- BRIEF -
Pull out every line of the records that contains the word "window" and list those lines.

- RECORD LIST -
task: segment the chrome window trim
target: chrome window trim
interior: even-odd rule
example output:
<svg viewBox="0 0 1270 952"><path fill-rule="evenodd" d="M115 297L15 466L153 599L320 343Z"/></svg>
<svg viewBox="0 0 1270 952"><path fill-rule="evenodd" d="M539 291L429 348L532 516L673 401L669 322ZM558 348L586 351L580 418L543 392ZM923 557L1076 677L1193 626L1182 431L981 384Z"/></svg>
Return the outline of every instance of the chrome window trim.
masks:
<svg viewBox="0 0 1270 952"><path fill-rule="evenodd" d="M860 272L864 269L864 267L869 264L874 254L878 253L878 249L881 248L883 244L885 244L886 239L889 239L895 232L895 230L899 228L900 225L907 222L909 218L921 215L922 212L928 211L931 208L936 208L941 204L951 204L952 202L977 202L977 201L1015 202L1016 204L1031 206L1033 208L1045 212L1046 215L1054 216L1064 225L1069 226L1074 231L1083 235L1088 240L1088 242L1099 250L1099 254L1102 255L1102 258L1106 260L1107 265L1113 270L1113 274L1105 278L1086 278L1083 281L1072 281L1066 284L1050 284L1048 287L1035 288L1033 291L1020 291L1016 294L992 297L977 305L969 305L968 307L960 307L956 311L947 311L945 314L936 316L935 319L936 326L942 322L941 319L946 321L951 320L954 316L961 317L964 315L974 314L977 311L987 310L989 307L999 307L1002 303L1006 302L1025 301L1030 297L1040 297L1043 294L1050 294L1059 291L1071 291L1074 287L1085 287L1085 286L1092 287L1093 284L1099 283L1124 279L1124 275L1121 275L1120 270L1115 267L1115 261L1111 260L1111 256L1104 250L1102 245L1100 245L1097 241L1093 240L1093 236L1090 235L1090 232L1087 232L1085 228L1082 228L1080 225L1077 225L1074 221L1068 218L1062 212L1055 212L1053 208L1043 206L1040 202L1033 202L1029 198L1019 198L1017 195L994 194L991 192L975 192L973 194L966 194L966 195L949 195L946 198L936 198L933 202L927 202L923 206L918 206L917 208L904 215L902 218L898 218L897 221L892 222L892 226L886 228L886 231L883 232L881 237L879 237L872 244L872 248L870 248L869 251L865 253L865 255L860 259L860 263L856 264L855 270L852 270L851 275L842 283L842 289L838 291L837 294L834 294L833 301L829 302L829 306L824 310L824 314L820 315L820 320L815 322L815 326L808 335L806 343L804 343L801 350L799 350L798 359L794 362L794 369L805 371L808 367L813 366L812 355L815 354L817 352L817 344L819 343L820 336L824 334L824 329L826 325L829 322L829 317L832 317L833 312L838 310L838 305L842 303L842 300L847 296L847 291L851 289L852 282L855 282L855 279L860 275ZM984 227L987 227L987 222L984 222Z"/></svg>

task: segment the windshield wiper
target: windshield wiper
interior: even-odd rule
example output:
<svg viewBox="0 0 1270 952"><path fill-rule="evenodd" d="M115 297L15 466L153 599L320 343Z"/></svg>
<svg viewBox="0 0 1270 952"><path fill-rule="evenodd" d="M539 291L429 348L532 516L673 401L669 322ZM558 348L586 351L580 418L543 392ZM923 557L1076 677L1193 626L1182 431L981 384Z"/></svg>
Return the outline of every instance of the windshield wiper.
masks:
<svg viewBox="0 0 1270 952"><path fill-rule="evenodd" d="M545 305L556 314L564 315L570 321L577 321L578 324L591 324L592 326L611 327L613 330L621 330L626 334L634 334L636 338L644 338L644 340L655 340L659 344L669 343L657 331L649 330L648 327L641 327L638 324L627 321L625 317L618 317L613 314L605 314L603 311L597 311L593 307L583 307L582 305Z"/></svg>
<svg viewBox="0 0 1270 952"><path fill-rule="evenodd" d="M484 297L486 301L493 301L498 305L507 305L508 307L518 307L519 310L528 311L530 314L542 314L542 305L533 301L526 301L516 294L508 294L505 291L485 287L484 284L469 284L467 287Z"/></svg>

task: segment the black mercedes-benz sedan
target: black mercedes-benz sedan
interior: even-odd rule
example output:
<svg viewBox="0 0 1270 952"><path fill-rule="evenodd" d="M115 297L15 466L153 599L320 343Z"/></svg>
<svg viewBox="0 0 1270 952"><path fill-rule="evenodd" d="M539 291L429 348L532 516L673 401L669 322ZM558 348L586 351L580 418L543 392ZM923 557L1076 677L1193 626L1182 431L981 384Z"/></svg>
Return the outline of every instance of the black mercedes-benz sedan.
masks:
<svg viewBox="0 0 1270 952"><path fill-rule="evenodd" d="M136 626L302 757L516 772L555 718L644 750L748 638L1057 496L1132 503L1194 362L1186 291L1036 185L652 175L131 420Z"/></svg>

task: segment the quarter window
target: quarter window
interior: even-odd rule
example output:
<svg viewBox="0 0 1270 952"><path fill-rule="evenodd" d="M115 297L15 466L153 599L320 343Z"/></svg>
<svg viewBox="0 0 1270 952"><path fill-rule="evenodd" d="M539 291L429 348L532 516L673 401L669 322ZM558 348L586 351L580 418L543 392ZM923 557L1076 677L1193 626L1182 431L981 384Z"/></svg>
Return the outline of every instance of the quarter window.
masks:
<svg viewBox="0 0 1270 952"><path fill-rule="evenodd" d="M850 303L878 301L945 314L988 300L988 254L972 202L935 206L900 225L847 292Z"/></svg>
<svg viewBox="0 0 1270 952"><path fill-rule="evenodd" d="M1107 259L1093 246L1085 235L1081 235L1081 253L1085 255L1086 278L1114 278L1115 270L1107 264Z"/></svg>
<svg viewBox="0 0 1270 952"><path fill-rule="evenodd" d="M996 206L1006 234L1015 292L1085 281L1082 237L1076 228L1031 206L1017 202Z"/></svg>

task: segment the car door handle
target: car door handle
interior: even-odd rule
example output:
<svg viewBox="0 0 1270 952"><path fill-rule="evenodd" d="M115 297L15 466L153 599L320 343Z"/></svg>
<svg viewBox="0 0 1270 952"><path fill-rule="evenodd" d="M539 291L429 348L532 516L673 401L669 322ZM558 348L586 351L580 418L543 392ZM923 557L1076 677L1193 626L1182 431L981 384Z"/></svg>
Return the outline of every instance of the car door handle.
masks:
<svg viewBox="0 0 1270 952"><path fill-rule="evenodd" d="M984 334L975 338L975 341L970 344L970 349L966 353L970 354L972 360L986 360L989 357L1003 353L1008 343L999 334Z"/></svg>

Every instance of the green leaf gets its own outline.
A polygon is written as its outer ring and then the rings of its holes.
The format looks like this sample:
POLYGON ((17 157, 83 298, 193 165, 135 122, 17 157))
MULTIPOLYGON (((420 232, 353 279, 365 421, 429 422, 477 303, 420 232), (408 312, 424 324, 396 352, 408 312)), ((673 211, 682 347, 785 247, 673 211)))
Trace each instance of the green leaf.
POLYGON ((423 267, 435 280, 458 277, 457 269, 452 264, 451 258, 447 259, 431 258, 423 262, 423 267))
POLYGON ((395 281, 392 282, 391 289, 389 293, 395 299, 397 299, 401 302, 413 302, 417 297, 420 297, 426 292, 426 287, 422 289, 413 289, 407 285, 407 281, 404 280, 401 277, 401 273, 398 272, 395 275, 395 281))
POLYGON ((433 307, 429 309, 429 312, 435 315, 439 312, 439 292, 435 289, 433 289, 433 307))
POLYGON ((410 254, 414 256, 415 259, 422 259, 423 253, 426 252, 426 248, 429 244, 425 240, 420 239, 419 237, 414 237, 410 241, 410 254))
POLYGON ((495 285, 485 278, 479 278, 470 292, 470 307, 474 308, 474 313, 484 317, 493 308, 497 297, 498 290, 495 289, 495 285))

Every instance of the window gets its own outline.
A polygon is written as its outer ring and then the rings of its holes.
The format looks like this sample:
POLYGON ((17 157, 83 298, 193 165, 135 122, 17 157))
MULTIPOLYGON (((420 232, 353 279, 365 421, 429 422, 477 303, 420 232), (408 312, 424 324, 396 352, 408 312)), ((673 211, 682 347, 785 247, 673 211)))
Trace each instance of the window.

- OUTPUT BELOW -
task: segment the chrome window trim
target: chrome window trim
Return the outline of every instance of the chrome window trim.
task: segment the quarter window
target: quarter window
Return the outline of every instance of the quarter window.
Every instance of the window gets its own outline.
Trace each instance of the window.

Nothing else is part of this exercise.